───── Source document

Recreation Implies Fun, Impairment is Serious

Mike Ezzell

Generally, people use marijuana for one of two reasons: medicinal benefits or recreational purposes. In many states today, it is legal to purchase and use marijuana. Texas allows cannabidiol (CBD) and low-THC products.

However, I feel it is unfortunate that we associate any drug capable of producing impairment with the term “recreational” because of the safety implications. When someone thinks of recreation or the term recreational, the idea that jumps into the mind is that we are going to have fun and certainly will not be put at undue risk.

Research shows that drugs of all kinds can and do produce negative effects. Drugs inhibit our ability to think straight, control our muscles, and be productive at work and safe behind the wheel. There is no exception in these findings for the use of marijuana.

──────────

- _What to produce_
Reproduce the article on marijuana and impairment word for word, beginning at "Recreation Implies Fun, Impairment" and stopping after "use of marijuana.". These rows have no connection to the article on marijuana and impairment above.

───── Extracted entries

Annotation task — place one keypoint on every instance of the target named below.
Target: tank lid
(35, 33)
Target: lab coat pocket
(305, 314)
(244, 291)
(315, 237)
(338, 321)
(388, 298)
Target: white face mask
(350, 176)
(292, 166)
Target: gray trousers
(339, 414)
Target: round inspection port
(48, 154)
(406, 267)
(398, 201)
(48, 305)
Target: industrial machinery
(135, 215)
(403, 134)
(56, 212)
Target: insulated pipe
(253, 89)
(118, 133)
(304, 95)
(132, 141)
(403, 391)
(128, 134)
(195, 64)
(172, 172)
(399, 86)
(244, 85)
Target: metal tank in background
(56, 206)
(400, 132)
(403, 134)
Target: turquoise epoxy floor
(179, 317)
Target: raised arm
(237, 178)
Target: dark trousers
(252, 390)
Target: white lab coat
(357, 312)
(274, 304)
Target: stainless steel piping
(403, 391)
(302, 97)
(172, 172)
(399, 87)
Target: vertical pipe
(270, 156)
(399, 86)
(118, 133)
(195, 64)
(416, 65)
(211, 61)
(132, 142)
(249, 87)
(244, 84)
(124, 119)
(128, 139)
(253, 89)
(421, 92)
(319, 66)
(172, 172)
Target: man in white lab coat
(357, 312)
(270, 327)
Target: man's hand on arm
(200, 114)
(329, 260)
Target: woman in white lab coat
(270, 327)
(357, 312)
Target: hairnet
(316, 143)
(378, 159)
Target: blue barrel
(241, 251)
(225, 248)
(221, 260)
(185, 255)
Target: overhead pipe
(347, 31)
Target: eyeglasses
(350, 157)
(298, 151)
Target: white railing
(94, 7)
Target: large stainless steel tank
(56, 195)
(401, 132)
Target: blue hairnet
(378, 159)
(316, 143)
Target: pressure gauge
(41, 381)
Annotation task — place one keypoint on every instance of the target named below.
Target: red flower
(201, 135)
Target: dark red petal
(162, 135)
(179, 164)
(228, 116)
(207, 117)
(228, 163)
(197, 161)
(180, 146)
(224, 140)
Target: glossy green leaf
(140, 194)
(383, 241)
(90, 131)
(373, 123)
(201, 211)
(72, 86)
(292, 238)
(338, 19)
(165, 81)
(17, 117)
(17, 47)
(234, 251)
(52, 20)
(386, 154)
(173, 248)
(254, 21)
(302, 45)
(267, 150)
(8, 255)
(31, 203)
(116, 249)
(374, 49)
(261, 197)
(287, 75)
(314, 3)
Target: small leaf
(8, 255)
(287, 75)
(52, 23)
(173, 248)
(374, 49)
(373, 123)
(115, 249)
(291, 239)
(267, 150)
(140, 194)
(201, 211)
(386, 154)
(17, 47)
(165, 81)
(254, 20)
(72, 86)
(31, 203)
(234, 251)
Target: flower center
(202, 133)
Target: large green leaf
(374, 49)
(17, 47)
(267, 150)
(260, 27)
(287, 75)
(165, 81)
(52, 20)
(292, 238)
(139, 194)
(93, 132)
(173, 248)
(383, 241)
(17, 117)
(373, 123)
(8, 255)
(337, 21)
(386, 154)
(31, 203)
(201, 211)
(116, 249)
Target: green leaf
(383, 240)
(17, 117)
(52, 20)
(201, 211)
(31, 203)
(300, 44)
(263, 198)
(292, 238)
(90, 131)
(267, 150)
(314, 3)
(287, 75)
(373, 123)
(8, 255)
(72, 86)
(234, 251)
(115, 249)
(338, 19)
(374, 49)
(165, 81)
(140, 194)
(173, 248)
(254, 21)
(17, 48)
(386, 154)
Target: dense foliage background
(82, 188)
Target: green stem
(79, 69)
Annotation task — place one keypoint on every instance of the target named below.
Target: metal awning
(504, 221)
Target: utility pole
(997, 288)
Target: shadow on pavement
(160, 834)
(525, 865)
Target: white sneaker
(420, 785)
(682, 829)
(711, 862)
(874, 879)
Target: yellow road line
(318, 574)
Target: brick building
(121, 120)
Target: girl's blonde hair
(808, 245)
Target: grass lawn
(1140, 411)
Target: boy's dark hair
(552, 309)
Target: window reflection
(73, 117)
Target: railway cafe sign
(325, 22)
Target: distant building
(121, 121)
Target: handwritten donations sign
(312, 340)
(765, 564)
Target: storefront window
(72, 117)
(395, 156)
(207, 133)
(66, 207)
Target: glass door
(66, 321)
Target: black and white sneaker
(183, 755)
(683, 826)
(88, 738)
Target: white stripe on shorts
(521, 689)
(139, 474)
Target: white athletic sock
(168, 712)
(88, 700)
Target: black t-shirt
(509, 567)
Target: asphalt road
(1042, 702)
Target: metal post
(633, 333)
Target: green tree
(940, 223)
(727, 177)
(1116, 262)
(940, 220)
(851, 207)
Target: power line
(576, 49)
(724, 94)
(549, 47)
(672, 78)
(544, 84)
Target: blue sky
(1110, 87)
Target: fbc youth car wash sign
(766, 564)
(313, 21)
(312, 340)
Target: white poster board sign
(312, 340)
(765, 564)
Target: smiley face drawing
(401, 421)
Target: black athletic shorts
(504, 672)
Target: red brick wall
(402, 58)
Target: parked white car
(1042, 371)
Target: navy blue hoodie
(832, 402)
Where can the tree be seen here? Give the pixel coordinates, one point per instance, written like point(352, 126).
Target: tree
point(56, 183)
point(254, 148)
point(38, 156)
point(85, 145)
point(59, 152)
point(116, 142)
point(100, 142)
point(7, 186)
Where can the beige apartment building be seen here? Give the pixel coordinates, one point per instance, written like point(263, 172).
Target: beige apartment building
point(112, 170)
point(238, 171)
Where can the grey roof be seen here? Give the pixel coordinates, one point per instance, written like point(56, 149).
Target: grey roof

──────────

- _Task result_
Recreation Implies Fun, Impairment is Serious

Mike Ezzell

Generally, people use marijuana for one of two reasons: medicinal benefits or recreational purposes. In many states today, it is legal to purchase and use marijuana. Texas allows cannabidiol (CBD) and low-THC products.

However, I feel it is unfortunate that we associate any drug capable of producing impairment with the term “recreational” because of the safety implications. When someone thinks of recreation or the term recreational, the idea that jumps into the mind is that we are going to have fun and certainly will not be put at undue risk.

Research shows that drugs of all kinds can and do produce negative effects. Drugs inhibit our ability to think straight, control our muscles, and be productive at work and safe behind the wheel. There is no exception in these findings for the use of marijuana.